• Work item:
In the article below on how Alzheimer's disease patients imagine their future selves, what four self-dimensions were used to analyze the "I-will-be" statements?

• Excerpted text:
════
AI Article Synopsis

  • A study examined how individuals with Alzheimer's disease (AD) envision their future selves compared to healthy individuals by asking them to create "I-will-be" statements.
  • Results showed that AD patients produced fewer statements overall, indicating a weakened ability to form future self-concepts.
  • The analysis revealed AD patients focused more on self-cessation (ideas about death) and had significantly fewer statements related to their physical, social, and psychological selves compared to healthy controls.

Article Abstract

We assessed how Alzheimer's disease (AD) patients would imagine their self in the future. AD patients and healthy controls were asked to generate statements beginning with "I-will-be" to describe how they saw themselves or how they wished to be in the future. These statements were analyzed in terms of four self-dimensions, i.e., physical self, social self, psychological self and self-cessation. The latter was investigated to assess how AD patients processed the idea of their own mortality. Findings demonstrated fewer total "I-will-be" statements in AD participants than in controls, suggesting that the construction of future self-concepts becomes weaker in the disease. Our results also demonstrated fewer statements related to the physical-self, the social-self and the psychological-self, and more statements related to self-cessation in AD participants than in controls. These findings suggest that AD patients are highly preoccupied by the idea of death when thinking about the future of their self.
════
[Stored dataset items]
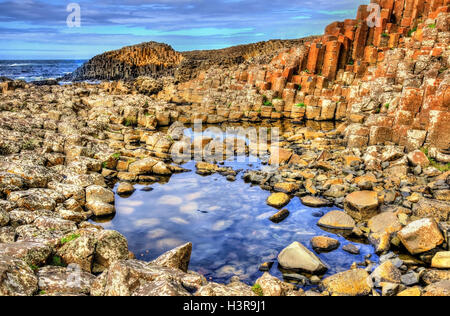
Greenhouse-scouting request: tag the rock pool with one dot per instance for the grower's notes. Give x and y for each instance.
(226, 221)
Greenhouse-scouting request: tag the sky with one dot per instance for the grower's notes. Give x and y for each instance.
(38, 29)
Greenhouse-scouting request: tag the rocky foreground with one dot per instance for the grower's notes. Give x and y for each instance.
(386, 164)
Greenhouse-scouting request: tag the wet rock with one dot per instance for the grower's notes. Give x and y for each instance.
(411, 292)
(439, 210)
(16, 278)
(286, 187)
(324, 244)
(278, 200)
(438, 289)
(60, 280)
(235, 288)
(386, 272)
(78, 250)
(421, 236)
(34, 254)
(272, 286)
(266, 266)
(352, 249)
(126, 277)
(7, 235)
(111, 246)
(177, 258)
(441, 260)
(4, 218)
(312, 201)
(280, 216)
(162, 288)
(409, 279)
(298, 257)
(431, 276)
(125, 188)
(337, 220)
(349, 283)
(362, 204)
(418, 158)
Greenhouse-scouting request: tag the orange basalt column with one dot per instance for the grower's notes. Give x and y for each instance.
(331, 60)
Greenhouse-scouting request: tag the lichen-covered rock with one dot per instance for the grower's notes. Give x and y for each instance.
(127, 277)
(34, 254)
(337, 220)
(421, 236)
(349, 283)
(298, 257)
(78, 250)
(16, 278)
(64, 281)
(177, 258)
(234, 288)
(272, 286)
(362, 204)
(111, 246)
(278, 200)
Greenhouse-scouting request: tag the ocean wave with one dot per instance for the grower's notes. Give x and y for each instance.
(19, 65)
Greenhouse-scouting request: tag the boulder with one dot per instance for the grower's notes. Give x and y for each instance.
(439, 210)
(438, 289)
(337, 220)
(125, 188)
(362, 205)
(386, 272)
(78, 250)
(111, 246)
(33, 253)
(272, 286)
(177, 258)
(421, 236)
(278, 200)
(280, 216)
(323, 244)
(312, 201)
(441, 260)
(298, 257)
(64, 281)
(16, 278)
(349, 283)
(418, 158)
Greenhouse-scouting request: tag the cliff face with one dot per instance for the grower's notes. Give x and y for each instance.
(389, 83)
(147, 59)
(158, 60)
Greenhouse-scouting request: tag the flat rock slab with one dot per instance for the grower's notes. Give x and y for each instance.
(337, 220)
(362, 204)
(313, 201)
(421, 236)
(349, 283)
(298, 257)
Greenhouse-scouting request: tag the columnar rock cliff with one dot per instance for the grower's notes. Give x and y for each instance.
(390, 83)
(152, 59)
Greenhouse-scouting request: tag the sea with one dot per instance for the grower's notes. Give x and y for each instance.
(37, 70)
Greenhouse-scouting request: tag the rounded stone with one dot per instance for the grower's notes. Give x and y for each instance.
(278, 200)
(337, 220)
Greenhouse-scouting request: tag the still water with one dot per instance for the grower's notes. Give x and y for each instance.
(227, 223)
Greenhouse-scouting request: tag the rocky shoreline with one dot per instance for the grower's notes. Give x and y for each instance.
(386, 164)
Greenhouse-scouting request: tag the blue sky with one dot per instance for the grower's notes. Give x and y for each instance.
(37, 29)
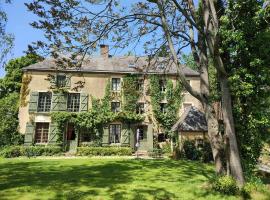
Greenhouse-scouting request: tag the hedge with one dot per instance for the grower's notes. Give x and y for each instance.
(30, 151)
(104, 151)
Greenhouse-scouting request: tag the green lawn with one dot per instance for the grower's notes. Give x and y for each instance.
(107, 178)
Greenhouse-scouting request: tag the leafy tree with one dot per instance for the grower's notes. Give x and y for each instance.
(6, 39)
(12, 80)
(9, 134)
(245, 43)
(9, 99)
(74, 27)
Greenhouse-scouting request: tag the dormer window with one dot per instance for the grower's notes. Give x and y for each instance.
(131, 65)
(61, 80)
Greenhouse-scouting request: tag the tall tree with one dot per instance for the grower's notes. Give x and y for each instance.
(245, 45)
(9, 99)
(6, 39)
(75, 27)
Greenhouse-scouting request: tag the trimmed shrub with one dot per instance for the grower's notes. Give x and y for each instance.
(30, 151)
(225, 185)
(104, 151)
(207, 155)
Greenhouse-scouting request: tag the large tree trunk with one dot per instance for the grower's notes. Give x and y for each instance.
(215, 139)
(235, 162)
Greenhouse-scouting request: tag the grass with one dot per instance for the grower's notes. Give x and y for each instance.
(94, 178)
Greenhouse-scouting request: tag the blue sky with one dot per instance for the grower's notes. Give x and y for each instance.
(19, 20)
(18, 24)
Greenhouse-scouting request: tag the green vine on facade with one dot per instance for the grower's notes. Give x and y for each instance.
(99, 115)
(173, 98)
(25, 90)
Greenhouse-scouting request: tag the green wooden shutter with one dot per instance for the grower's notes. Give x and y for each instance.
(125, 134)
(68, 81)
(62, 103)
(33, 102)
(59, 102)
(29, 133)
(53, 137)
(53, 80)
(84, 102)
(105, 136)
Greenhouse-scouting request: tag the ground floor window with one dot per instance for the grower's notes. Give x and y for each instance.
(42, 132)
(115, 133)
(71, 135)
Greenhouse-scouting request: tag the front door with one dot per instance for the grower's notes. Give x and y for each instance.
(141, 138)
(71, 138)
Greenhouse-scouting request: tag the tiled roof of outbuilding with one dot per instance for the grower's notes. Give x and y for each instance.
(192, 120)
(118, 64)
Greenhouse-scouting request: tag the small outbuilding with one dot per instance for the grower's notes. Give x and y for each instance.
(192, 125)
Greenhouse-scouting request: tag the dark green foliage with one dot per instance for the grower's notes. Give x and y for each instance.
(104, 151)
(245, 45)
(130, 92)
(29, 151)
(9, 99)
(190, 150)
(225, 185)
(9, 121)
(193, 152)
(173, 97)
(12, 80)
(207, 155)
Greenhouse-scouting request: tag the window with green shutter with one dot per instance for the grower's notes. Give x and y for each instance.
(29, 133)
(84, 102)
(59, 102)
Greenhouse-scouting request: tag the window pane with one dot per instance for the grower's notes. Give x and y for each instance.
(115, 133)
(115, 106)
(115, 84)
(73, 103)
(44, 102)
(42, 132)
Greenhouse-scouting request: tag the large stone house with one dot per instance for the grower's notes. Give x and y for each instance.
(39, 100)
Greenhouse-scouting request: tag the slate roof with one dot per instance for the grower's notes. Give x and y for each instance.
(192, 120)
(117, 64)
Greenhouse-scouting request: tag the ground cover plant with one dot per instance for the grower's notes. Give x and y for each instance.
(107, 178)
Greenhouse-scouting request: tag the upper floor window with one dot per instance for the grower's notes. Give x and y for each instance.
(42, 132)
(61, 80)
(184, 89)
(140, 108)
(115, 106)
(163, 107)
(115, 133)
(162, 85)
(186, 105)
(116, 84)
(73, 102)
(140, 85)
(44, 102)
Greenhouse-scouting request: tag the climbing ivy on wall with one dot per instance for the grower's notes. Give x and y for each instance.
(172, 96)
(100, 114)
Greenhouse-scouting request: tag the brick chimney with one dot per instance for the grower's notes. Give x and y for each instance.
(104, 50)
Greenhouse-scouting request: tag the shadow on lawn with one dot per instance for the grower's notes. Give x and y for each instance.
(111, 177)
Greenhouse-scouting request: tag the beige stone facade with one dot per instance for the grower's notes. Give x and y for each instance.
(95, 84)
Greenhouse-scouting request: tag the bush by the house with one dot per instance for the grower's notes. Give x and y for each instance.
(193, 152)
(190, 150)
(30, 151)
(104, 151)
(225, 185)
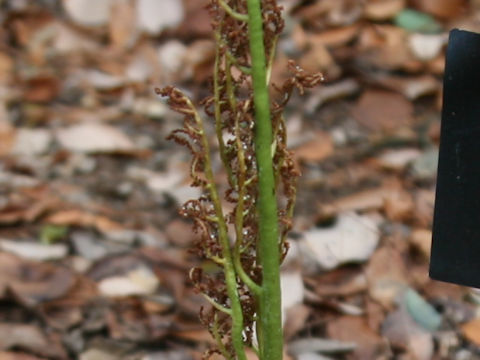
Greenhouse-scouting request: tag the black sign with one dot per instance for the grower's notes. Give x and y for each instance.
(456, 225)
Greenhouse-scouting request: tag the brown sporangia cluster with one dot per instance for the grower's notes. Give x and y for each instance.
(231, 108)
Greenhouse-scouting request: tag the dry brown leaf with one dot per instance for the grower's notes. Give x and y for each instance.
(421, 239)
(398, 204)
(471, 330)
(41, 89)
(386, 47)
(296, 317)
(122, 25)
(383, 111)
(315, 150)
(442, 8)
(339, 282)
(318, 58)
(7, 355)
(6, 66)
(196, 21)
(383, 9)
(81, 218)
(354, 329)
(403, 332)
(30, 337)
(424, 201)
(33, 282)
(411, 87)
(335, 37)
(387, 276)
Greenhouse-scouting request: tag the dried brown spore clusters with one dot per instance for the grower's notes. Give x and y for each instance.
(231, 108)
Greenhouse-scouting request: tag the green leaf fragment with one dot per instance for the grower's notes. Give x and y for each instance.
(416, 21)
(50, 234)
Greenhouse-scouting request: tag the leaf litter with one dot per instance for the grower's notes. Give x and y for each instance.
(83, 149)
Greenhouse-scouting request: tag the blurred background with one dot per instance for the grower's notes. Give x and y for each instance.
(93, 255)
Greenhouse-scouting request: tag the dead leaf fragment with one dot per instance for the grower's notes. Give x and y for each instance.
(139, 281)
(154, 16)
(353, 238)
(317, 149)
(82, 218)
(421, 239)
(122, 25)
(94, 138)
(383, 111)
(31, 338)
(34, 250)
(471, 330)
(88, 12)
(441, 8)
(387, 276)
(354, 329)
(33, 282)
(403, 332)
(8, 355)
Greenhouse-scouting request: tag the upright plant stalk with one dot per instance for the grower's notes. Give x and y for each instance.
(271, 334)
(251, 134)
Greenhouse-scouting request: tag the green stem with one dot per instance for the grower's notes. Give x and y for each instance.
(271, 337)
(228, 264)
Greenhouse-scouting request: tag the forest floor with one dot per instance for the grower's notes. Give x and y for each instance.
(93, 254)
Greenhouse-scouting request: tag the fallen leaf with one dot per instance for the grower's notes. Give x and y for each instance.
(471, 330)
(31, 141)
(33, 282)
(442, 8)
(421, 311)
(426, 46)
(34, 250)
(339, 282)
(335, 37)
(386, 47)
(122, 25)
(41, 89)
(387, 276)
(76, 217)
(7, 355)
(398, 205)
(315, 344)
(295, 319)
(353, 238)
(154, 16)
(88, 12)
(97, 354)
(326, 93)
(412, 87)
(140, 281)
(421, 239)
(402, 331)
(104, 81)
(383, 111)
(94, 138)
(314, 150)
(31, 338)
(354, 329)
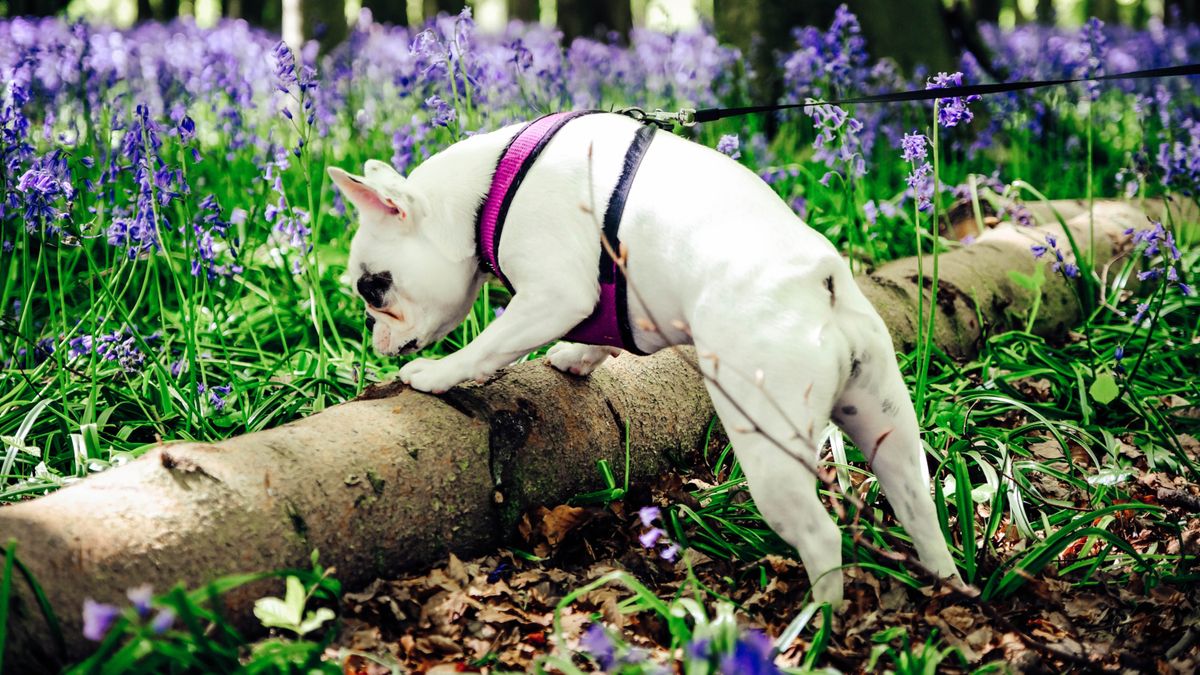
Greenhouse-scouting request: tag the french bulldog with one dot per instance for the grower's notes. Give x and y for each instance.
(713, 257)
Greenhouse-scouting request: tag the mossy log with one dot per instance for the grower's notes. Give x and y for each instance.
(397, 479)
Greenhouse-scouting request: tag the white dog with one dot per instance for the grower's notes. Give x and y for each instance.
(714, 258)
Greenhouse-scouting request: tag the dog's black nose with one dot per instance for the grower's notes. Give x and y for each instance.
(373, 287)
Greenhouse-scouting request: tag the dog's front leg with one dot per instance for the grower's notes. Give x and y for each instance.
(532, 318)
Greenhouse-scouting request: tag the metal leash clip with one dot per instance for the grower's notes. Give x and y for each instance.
(665, 120)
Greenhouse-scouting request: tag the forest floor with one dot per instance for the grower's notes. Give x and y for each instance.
(497, 613)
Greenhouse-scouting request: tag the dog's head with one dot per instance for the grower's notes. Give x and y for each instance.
(417, 278)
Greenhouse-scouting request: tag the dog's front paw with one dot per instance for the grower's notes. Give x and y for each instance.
(436, 376)
(577, 359)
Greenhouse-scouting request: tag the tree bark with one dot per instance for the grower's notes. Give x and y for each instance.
(591, 18)
(35, 7)
(433, 7)
(525, 10)
(397, 478)
(394, 12)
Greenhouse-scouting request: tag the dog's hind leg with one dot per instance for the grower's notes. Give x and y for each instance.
(777, 452)
(579, 359)
(876, 412)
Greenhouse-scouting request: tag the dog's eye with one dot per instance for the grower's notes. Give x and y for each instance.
(373, 287)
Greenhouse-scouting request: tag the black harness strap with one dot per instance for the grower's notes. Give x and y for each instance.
(610, 273)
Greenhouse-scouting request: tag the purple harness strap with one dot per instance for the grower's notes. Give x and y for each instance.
(609, 322)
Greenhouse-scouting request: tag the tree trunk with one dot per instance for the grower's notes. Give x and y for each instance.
(265, 13)
(397, 478)
(525, 10)
(591, 18)
(987, 10)
(1045, 12)
(433, 7)
(394, 12)
(35, 7)
(762, 29)
(323, 21)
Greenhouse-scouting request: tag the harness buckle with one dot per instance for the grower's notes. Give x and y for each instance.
(663, 119)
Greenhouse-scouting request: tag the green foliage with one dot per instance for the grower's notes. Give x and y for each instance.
(202, 639)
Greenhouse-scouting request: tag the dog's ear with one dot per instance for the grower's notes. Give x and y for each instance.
(379, 195)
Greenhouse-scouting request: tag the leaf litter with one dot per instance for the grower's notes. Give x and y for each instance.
(496, 613)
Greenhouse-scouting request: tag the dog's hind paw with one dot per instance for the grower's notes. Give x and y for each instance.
(579, 359)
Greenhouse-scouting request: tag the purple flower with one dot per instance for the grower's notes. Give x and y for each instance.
(444, 114)
(141, 597)
(838, 143)
(699, 650)
(1141, 312)
(79, 346)
(121, 346)
(97, 619)
(871, 211)
(751, 656)
(729, 145)
(913, 147)
(217, 395)
(186, 129)
(921, 185)
(954, 109)
(597, 643)
(649, 514)
(651, 537)
(162, 621)
(285, 66)
(670, 553)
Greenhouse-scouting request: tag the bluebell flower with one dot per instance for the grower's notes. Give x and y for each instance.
(651, 537)
(285, 66)
(729, 145)
(1141, 312)
(444, 114)
(648, 514)
(597, 643)
(99, 619)
(954, 109)
(162, 621)
(699, 650)
(913, 148)
(217, 395)
(670, 551)
(141, 597)
(79, 346)
(753, 655)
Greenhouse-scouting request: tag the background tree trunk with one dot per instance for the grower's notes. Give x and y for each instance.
(987, 10)
(762, 29)
(397, 479)
(594, 18)
(1045, 12)
(525, 10)
(35, 7)
(394, 12)
(432, 7)
(265, 13)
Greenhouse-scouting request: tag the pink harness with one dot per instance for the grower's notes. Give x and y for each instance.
(609, 322)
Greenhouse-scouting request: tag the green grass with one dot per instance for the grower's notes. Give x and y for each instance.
(1048, 466)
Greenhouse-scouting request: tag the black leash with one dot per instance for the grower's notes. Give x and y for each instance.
(690, 117)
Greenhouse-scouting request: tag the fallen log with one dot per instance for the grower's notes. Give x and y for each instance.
(397, 479)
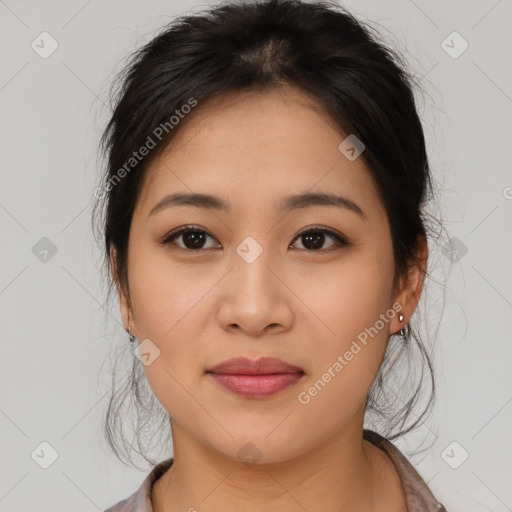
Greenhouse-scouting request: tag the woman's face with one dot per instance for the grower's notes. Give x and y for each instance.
(250, 285)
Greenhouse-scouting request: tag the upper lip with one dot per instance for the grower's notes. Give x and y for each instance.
(262, 366)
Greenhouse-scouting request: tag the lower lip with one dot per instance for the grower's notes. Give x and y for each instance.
(257, 385)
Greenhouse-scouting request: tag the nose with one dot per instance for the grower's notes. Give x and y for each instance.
(255, 299)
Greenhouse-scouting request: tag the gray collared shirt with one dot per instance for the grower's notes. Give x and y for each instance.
(418, 496)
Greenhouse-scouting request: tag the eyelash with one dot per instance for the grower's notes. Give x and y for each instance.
(342, 241)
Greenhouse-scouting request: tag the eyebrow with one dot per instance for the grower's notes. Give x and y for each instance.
(293, 202)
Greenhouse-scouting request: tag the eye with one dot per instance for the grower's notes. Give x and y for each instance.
(193, 238)
(313, 239)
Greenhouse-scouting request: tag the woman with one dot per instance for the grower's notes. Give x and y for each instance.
(264, 228)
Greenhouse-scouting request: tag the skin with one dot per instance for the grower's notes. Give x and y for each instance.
(294, 303)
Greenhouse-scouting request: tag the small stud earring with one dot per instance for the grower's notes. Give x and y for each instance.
(132, 337)
(401, 332)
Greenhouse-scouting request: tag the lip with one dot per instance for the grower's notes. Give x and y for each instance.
(261, 366)
(256, 379)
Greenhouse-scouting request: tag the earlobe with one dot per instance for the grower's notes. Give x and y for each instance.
(412, 285)
(124, 302)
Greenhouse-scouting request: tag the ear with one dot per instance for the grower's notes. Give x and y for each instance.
(411, 286)
(124, 301)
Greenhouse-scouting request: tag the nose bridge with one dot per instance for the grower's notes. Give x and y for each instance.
(251, 269)
(255, 298)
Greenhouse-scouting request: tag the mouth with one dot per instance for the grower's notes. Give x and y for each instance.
(256, 379)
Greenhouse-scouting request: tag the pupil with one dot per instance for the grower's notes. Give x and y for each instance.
(195, 238)
(315, 240)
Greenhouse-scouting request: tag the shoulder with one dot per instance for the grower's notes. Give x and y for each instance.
(418, 495)
(140, 500)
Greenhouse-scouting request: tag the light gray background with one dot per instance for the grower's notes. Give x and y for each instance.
(54, 333)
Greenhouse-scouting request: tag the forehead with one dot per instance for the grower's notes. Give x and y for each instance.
(257, 146)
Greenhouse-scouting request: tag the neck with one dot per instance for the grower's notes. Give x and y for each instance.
(345, 473)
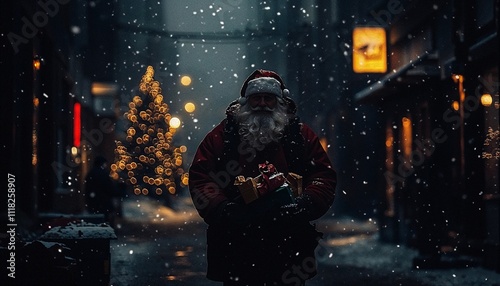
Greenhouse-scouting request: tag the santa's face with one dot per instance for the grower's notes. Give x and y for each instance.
(262, 120)
(263, 100)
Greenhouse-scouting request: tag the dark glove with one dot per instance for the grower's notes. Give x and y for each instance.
(234, 214)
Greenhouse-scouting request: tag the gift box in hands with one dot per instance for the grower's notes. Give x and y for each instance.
(270, 187)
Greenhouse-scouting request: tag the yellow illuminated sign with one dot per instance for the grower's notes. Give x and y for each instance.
(369, 50)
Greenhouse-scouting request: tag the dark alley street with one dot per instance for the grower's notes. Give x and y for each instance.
(157, 245)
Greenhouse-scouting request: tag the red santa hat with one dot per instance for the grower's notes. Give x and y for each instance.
(263, 81)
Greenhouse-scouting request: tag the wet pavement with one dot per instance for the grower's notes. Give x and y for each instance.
(159, 245)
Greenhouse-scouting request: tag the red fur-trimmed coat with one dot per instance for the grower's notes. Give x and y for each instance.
(261, 249)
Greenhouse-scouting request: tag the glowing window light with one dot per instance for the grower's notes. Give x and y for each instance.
(486, 99)
(175, 122)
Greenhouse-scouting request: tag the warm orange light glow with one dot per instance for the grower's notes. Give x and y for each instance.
(186, 80)
(369, 50)
(77, 124)
(190, 107)
(486, 99)
(175, 122)
(407, 137)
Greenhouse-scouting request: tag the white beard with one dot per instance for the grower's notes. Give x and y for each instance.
(259, 128)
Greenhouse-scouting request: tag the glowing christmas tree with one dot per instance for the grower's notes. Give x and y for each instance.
(147, 160)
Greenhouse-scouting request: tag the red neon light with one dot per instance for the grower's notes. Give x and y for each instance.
(77, 124)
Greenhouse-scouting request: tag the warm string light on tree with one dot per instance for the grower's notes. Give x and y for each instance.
(492, 141)
(147, 159)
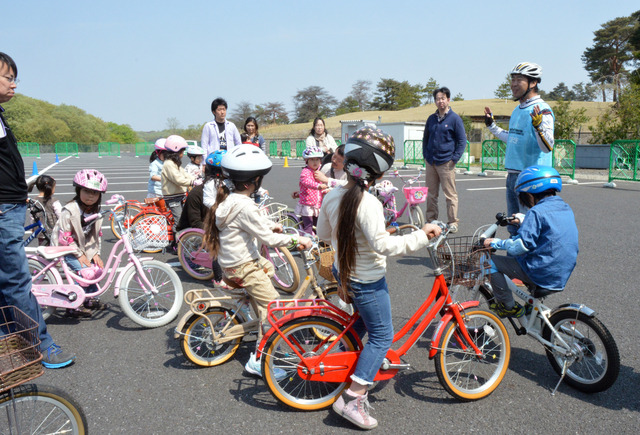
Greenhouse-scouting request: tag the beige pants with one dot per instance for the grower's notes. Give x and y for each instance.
(445, 176)
(255, 277)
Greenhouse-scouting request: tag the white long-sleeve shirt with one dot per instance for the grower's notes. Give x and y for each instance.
(373, 241)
════
• Solution to this exercise:
Physical self, social self, psychological self and self-cessation.